→ **What to do**
Reproduce the Austin sales passage word for word, code lines included.

→ **Text segment**
With this, we refernce the location_sum function above, and pass the type of location (City) and the name of the city (AUSTIN). At the same time, we limit the result of that function to the first 10 records, and then print the results. We are basically stringing together a bunch of stuff at once.

In [57]:
# Austin total sales as s city
# This sums the grouped table, but it works

print('Total sales in Austin are: {}\n'.format(
    location_sum('City', 'AUSTIN').aggregate(agate.Sum('Receipts_sum'))
))

# uses the city_sum function to filter
austin = location_sum('City', 'AUSTIN')


# print the resulting table
print('Top sellers in Austin are:\n')
austin.limit(5).print_table(max_column_width=60)

→ **Source data**
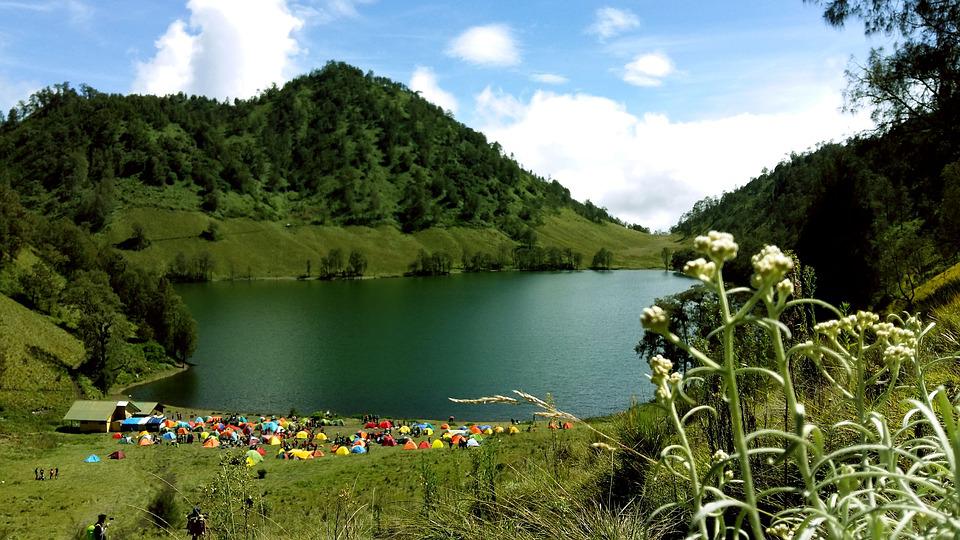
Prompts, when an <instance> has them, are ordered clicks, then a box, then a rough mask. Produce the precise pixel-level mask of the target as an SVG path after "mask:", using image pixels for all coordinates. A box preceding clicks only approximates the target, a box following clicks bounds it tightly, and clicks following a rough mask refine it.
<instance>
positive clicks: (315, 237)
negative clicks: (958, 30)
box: [103, 207, 684, 279]
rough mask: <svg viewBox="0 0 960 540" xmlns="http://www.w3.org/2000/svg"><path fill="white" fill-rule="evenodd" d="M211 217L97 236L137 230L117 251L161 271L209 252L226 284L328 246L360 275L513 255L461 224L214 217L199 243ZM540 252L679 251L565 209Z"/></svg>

→ **Exercise answer**
With this, we refernce the location_sum function above, and pass the type of location (City) and the name of the city (AUSTIN). At the same time, we limit the result of that function to the first 10 records, and then print the results. We are basically stringing together a bunch of stuff at once.

In [57]:
# Austin total sales as s city
# This sums the grouped table, but it works

print('Total sales in Austin are: {}\n'.format(
    location_sum('City', 'AUSTIN').aggregate(agate.Sum('Receipts_sum'))
))

# uses the city_sum function to filter
austin = location_sum('City', 'AUSTIN')


# print the resulting table
print('Top sellers in Austin are:\n')
austin.limit(5).print_table(max_column_width=60)